Work task: Some entries follow. Reproduce exactly the lines starting at the one with "Could you please point to the short" and stopping after the one with "Could you please point to the woman's nose".

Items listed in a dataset
# # # #

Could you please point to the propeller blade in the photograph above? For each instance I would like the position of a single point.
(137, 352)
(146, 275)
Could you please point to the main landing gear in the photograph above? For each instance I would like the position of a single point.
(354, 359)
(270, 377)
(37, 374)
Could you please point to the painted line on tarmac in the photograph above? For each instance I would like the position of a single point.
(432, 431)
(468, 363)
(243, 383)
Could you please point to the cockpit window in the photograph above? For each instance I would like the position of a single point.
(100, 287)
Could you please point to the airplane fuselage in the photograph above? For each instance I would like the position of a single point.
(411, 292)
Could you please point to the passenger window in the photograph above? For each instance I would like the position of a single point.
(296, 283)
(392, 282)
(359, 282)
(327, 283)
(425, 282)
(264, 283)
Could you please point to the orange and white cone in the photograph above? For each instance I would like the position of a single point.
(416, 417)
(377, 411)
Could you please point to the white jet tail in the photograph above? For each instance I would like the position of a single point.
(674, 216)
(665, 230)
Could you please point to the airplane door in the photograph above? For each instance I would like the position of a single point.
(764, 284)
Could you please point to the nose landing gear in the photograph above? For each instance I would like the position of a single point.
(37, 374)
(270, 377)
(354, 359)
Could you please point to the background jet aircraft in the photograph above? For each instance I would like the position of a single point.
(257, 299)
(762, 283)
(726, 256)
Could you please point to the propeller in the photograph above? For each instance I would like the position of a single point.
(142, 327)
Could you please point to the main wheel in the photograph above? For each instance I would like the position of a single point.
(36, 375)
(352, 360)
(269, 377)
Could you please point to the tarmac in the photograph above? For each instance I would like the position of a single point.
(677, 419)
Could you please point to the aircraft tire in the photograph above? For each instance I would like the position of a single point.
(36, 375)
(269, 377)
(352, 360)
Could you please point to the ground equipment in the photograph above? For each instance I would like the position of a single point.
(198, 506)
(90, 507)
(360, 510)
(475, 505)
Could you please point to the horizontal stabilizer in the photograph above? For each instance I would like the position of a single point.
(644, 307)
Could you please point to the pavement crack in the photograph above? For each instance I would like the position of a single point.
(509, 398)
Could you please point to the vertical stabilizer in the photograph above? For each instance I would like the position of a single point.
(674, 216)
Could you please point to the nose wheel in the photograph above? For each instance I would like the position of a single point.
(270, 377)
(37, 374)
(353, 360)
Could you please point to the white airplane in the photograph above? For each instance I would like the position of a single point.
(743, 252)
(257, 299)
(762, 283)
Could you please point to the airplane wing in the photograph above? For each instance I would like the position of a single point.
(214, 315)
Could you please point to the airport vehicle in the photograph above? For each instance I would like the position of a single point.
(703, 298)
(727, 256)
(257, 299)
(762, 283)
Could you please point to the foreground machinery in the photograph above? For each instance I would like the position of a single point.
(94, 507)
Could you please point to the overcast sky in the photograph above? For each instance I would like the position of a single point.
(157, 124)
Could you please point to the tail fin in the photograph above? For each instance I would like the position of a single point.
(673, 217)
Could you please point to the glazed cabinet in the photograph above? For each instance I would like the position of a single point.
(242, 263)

# # # #

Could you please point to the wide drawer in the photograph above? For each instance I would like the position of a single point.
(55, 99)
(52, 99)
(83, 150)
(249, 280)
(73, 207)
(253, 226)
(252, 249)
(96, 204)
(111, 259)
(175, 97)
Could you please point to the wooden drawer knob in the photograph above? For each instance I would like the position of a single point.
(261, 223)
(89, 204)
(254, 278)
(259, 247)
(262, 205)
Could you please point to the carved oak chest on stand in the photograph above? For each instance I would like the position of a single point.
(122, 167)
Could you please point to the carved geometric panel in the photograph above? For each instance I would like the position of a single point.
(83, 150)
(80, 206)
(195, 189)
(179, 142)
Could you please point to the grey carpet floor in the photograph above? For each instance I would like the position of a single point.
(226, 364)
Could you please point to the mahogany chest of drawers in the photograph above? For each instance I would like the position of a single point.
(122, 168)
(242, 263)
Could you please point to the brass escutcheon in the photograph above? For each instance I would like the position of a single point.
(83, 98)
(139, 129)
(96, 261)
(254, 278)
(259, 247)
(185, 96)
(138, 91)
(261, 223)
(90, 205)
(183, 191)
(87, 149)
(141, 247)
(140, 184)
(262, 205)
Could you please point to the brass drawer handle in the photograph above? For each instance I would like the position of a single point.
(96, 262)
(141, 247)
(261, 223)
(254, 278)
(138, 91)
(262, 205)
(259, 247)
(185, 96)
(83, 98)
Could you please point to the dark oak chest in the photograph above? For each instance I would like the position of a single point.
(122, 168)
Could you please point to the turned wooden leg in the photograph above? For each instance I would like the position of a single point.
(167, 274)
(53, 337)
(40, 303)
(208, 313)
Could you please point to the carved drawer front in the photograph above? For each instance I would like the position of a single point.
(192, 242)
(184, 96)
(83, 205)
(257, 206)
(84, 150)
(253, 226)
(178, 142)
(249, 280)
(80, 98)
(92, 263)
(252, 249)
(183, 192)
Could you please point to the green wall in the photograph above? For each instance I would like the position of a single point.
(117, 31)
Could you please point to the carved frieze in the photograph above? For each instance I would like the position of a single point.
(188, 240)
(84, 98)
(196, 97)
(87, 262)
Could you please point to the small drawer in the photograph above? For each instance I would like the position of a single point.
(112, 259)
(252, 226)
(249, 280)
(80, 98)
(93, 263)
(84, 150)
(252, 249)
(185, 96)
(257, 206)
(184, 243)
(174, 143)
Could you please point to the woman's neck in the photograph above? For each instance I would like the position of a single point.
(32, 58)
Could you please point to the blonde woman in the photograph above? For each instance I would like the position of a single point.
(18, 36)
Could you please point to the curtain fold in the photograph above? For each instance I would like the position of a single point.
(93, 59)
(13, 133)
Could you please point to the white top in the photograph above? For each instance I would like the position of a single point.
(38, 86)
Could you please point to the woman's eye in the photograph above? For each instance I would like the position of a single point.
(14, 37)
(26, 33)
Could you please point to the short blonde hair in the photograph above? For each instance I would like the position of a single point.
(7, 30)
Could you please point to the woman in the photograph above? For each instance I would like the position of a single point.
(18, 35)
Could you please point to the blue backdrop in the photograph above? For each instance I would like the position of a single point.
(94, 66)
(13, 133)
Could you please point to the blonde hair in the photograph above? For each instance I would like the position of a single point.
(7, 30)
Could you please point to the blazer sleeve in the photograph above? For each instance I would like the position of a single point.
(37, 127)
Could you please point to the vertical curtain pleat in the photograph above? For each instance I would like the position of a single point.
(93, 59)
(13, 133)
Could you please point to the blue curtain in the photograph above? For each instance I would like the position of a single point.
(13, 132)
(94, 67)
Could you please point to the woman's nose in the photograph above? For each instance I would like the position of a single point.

# # # #

Answer below:
Could you please point to the short blonde hair in the photograph above? For each instance I would like the position of a single point.
(7, 30)
Could you please point to the woman in the photograph above? For each instance I would like the position of a single point.
(18, 35)
Could you please point to the blue backdrop in the photograph above? For each instance I would like the position of a single point.
(94, 66)
(13, 133)
Could you please point to the blonde hair in the photograph above? For each instance I would like the position of a single point.
(7, 30)
Could you please point to the blazer sleeve in the photograph above? For each instance I would like the position of a single point.
(37, 127)
Could you please point to the vertical curtain pleat in the photograph above? For each instance I would like the position of a single point.
(93, 59)
(13, 133)
Could you please point to the blue curtain in the photograph above? For each instance I would like the position of a single point.
(13, 132)
(94, 67)
Could you please point to the woman's nose in the photograph above? For each instance I would like the position of a single point.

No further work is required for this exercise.